• [DESCRIPTION OF THE TASK]: All lines from the one that contains "Question. For every instance of the food" through the final line of the entries must be repeated exactly. No other lines belong in the output.

• [RECORDS]:
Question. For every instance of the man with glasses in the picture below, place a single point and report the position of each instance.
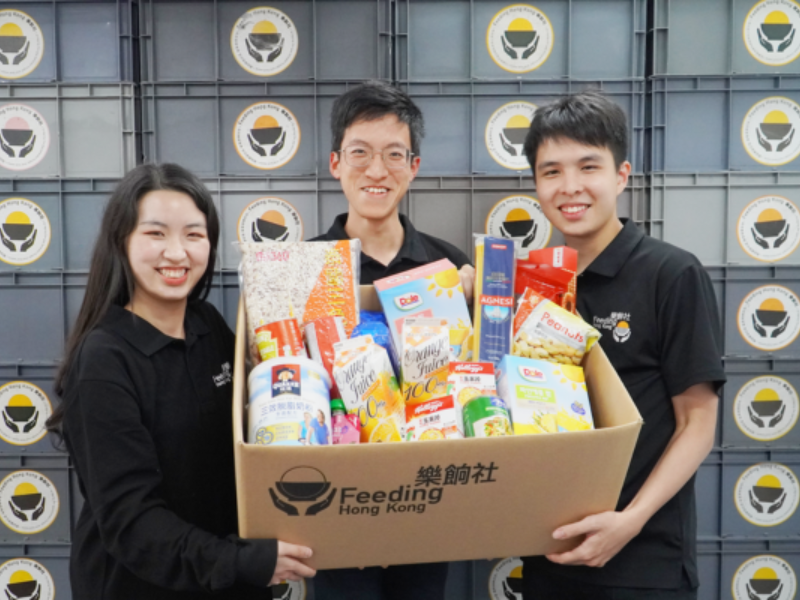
(376, 137)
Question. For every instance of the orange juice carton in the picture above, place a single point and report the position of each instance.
(369, 389)
(544, 397)
(433, 290)
(434, 420)
(426, 359)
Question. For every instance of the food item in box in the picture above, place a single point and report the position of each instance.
(289, 403)
(306, 280)
(551, 273)
(426, 359)
(544, 397)
(486, 416)
(433, 420)
(433, 290)
(494, 298)
(369, 389)
(544, 330)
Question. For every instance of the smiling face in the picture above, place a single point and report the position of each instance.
(168, 250)
(577, 186)
(374, 192)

• [ANSWER BOX]:
Question. For every instance of the food item in box in the picture above, place a single point and report the position of each instance.
(289, 403)
(306, 280)
(551, 273)
(426, 359)
(544, 397)
(486, 416)
(433, 420)
(433, 290)
(494, 298)
(369, 389)
(544, 330)
Question. For every instance of the smiling face in the picture above, place a single point and report the position of each instance.
(168, 250)
(577, 186)
(374, 192)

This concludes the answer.